## Work instructions:
Everything from the line containing "Identify each instance of the power" through the last line of the records must be returned verbatim, and nothing outside that range.

[Point labeling examples]

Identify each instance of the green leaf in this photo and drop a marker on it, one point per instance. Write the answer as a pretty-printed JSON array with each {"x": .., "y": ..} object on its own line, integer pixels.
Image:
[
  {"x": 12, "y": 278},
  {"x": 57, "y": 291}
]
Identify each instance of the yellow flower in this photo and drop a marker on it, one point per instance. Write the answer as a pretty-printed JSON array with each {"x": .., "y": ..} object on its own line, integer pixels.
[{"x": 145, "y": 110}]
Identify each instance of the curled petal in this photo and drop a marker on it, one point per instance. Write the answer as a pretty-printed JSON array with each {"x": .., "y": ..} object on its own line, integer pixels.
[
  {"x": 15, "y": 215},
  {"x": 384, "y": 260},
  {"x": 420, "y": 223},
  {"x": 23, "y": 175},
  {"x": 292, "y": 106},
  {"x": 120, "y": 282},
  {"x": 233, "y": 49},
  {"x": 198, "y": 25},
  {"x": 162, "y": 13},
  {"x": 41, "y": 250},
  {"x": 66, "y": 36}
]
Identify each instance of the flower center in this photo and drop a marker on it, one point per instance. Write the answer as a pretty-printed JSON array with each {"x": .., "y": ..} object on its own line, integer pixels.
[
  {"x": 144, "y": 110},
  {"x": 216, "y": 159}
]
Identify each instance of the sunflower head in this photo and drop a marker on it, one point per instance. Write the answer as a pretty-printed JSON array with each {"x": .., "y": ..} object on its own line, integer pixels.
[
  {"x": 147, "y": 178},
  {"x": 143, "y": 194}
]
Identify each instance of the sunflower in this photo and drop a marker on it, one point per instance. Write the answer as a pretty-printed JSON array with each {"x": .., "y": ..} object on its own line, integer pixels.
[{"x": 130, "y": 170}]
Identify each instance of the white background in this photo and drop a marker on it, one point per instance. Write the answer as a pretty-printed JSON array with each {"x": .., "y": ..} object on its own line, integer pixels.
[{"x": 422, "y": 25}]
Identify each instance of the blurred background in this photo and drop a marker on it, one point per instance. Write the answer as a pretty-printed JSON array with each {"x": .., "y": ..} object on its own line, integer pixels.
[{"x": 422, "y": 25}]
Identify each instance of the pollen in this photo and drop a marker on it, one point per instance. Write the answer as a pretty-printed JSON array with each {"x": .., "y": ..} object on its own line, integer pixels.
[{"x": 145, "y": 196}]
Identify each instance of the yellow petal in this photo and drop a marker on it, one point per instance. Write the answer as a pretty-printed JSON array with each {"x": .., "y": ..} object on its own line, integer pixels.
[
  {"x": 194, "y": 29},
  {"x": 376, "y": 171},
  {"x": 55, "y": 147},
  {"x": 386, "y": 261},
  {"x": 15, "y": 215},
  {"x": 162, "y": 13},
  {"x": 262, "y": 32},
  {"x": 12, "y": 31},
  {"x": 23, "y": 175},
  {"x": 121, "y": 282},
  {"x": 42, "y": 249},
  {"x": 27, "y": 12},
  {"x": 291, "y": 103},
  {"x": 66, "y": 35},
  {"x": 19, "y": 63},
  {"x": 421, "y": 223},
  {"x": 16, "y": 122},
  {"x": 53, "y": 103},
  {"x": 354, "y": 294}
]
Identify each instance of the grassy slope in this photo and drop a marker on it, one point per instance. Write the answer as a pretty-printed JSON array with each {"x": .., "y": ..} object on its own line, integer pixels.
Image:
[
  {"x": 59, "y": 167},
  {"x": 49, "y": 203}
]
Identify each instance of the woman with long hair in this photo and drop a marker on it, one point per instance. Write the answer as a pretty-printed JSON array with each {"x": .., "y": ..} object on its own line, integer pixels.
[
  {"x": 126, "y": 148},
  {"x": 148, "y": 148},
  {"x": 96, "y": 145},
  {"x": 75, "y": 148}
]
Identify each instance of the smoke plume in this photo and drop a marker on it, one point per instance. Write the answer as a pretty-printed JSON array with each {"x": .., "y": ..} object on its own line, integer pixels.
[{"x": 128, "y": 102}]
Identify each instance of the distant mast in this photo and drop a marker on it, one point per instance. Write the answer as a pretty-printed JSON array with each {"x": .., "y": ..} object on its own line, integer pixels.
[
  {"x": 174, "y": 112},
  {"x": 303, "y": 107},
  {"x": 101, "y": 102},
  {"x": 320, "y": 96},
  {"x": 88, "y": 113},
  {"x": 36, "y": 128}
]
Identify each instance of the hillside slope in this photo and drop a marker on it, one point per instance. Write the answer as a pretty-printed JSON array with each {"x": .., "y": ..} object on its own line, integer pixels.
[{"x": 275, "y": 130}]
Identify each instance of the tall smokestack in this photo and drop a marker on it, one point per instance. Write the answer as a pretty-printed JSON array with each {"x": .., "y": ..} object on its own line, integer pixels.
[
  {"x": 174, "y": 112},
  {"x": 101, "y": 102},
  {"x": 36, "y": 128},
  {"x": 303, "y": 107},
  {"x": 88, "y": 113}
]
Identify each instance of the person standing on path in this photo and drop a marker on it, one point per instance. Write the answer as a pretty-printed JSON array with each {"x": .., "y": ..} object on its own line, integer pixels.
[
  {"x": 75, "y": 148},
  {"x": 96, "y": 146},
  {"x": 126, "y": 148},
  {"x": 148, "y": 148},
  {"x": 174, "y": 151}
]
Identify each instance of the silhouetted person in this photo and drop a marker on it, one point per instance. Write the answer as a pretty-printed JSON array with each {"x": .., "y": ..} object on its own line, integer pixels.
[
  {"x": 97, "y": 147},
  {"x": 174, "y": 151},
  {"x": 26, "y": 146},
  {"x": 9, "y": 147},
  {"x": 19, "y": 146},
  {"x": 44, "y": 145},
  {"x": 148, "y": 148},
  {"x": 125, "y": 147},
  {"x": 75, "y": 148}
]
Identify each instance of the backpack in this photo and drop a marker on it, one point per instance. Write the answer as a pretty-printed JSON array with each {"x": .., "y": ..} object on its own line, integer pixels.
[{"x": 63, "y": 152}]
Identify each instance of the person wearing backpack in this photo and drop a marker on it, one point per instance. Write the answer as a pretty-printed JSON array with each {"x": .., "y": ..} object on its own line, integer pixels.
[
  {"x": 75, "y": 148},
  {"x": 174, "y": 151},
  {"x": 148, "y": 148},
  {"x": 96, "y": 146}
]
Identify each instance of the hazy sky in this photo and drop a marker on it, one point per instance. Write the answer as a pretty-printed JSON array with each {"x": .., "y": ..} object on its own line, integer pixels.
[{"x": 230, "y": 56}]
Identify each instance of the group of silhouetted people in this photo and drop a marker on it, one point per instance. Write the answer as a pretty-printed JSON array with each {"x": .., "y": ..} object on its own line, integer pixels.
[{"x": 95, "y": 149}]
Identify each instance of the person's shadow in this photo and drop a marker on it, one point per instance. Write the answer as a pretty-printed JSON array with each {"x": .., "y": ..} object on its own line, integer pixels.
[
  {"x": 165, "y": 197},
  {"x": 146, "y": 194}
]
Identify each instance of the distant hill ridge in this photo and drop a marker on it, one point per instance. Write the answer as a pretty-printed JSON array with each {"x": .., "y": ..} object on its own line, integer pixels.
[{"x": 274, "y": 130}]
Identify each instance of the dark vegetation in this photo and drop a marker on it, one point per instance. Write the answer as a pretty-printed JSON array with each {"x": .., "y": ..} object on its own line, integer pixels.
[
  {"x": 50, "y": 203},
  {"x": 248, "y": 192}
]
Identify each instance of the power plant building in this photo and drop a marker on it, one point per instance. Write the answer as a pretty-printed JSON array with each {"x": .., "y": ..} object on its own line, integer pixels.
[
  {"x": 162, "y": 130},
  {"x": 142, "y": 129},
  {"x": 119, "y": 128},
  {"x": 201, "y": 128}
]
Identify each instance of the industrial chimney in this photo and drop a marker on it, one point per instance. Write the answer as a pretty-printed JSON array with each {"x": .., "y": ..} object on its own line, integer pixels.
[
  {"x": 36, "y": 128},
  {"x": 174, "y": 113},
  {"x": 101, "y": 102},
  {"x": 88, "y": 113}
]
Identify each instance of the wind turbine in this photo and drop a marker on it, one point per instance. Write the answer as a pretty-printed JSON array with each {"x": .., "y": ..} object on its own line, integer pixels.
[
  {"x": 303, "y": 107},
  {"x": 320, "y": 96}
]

## Output for this task:
Identify each instance of the power plant building in this photo and drop a marker on it, one point per instance. Write the answer as a pretty-printed JSON array with each {"x": .., "y": ..} object on its own line, integer pixels.
[
  {"x": 162, "y": 130},
  {"x": 142, "y": 129},
  {"x": 119, "y": 128},
  {"x": 201, "y": 128}
]
Identify each instance of the industrial chimney in this photo and drop a marker on it, one point per instance. Write the answer as a pretty-printed JSON array with each {"x": .., "y": ..} object on its own line, integer pixels.
[
  {"x": 36, "y": 128},
  {"x": 174, "y": 113},
  {"x": 101, "y": 102},
  {"x": 88, "y": 113}
]
Identify each instance of the wind turbine in this photo and drop a marker on it, one point per instance. Write the answer as a pretty-printed JSON array with each {"x": .., "y": ..} object on its own line, integer pixels.
[
  {"x": 303, "y": 107},
  {"x": 320, "y": 96}
]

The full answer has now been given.